* **Written exercise**: Copy the listing below with every "dense bush" swapped for "thick shrub" and nothing else changed, and omit the pictures.

·····

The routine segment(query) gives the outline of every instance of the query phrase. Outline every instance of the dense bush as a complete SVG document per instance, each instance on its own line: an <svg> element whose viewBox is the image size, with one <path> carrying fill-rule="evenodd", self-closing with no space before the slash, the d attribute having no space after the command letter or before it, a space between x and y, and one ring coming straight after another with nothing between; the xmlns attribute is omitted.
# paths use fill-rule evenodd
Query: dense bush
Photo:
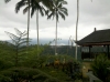
<svg viewBox="0 0 110 82"><path fill-rule="evenodd" d="M110 82L110 61L105 54L99 54L91 63L94 74L99 78L102 82Z"/></svg>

·····

* **Answer for this exercise**:
The routine segment(query) gives the outline of every instance of the query phrase. Outline every instance of the thick shrub as a complete SVG document per instance, each instance on its own line: an <svg> element whose viewBox is the image size, with one <path> carrying fill-rule="evenodd", self-closing with no space before the slash, the d attribute having no space after the command letter or before it, a space between x and y, and one ring coming straight after another with nothing between; the xmlns attribute is omitted.
# paths use fill-rule evenodd
Query: thick shrub
Photo:
<svg viewBox="0 0 110 82"><path fill-rule="evenodd" d="M110 82L110 61L105 54L99 54L91 63L94 74L99 78L102 82Z"/></svg>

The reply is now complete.